> **Exercise tasks**:
(a) In the post about the cleanse, how long did it take to make lunch on Friday?
(b) Copy the stretch of the cleanse post from "Fitting for me" through "holiday of overindulgence.", substituting "battered" for "rusty".
*** Selected text ***
It's the weekend most people dismantle all signs of the holiday. The Christmas tree comes down; the greeting cards get recycled. Any uneaten fruitcake goes in the trash.
Fitting for me that it's also the end of my first week on the cleanse. Eight days to be exact. All the excess of December brought to an abrupt halt (I decided against the "elimination week" and just plunged headlong into the liquid meals and raw foods portion of the deal.)
That rusty recycling bin? Well, that would be the perfect metaphor for my body as it processes the detritus from my holiday of overindulgence.
I've de-tinseled, unstrung, and otherwise shed the fun and glitter from my daily regime. Sigh.
But, there's nothing more obscene than a diet Nazi: a prostheletizing faster who goes on like the parents in a Peanuts cartoon: blah, blah, blah, toxins, blah, blah, chemicals, blah, blah, carbs, fat, processed food. Gluten. Red meat. Blah, blah, this-is-your-body-on-sugar.
It's been hard, really hard, and I'm only a quarter of the way through. I now completely understand why Women's Lib corresponded to the invention of the microwave and McDonalds. Who, other than a designated-stay-at-home, has the time to prepare fresh, raw food? The planning, procuring and unpacking of the ingredients alone takes a fucking half-a-day. Friday? It took me an hour to make my lunch. Ten minutes to eat it. And then another 45 minutes to clean up afterwards.
*** End of Selected text ***
*** Supplied data ***
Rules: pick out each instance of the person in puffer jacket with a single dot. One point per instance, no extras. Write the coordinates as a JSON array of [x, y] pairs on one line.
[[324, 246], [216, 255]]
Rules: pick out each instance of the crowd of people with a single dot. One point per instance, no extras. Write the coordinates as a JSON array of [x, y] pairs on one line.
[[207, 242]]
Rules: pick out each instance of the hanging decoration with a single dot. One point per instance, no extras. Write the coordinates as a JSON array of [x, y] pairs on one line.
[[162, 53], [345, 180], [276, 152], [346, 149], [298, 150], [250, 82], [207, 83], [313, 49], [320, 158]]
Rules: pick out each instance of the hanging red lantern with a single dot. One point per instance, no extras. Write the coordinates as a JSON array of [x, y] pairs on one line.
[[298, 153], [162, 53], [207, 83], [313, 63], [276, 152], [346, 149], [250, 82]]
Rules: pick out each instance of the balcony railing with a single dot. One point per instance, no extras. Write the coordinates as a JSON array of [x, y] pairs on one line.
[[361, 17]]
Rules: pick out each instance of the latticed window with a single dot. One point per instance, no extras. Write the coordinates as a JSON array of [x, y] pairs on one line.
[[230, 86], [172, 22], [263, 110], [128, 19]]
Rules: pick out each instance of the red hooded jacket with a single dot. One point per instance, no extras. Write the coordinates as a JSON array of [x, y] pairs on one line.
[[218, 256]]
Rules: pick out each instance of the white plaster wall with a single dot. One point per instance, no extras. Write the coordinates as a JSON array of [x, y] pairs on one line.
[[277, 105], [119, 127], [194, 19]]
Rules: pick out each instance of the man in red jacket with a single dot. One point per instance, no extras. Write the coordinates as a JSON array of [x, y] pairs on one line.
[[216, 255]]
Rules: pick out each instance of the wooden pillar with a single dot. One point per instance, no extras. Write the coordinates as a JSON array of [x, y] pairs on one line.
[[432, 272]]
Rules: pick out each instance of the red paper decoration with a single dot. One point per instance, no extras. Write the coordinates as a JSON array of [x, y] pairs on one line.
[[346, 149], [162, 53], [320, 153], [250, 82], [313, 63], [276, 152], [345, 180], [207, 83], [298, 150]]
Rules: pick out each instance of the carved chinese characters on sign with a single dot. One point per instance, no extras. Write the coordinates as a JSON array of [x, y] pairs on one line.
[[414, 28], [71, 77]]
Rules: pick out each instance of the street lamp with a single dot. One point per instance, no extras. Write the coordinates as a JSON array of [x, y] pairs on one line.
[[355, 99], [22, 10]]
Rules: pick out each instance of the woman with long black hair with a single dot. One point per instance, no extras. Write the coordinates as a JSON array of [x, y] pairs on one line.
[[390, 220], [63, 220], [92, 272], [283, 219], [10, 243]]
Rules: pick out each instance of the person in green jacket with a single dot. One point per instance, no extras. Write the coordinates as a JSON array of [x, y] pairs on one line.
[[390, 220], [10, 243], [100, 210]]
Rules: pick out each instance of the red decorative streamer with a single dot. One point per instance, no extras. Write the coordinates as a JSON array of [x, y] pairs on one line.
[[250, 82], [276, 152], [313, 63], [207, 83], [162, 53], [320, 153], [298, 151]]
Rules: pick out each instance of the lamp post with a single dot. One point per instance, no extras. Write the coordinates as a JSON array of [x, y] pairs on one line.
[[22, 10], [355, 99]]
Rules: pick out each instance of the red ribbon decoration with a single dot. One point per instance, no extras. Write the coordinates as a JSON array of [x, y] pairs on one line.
*** End of Supplied data ***
> **Responses to the tasks**:
(a) An hour.

(b)
Fitting for me that it's also the end of my first week on the cleanse. Eight days to be exact. All the excess of December brought to an abrupt halt (I decided against the "elimination week" and just plunged headlong into the liquid meals and raw foods portion of the deal.)
That battered recycling bin? Well, that would be the perfect metaphor for my body as it processes the detritus from my holiday of overindulgence.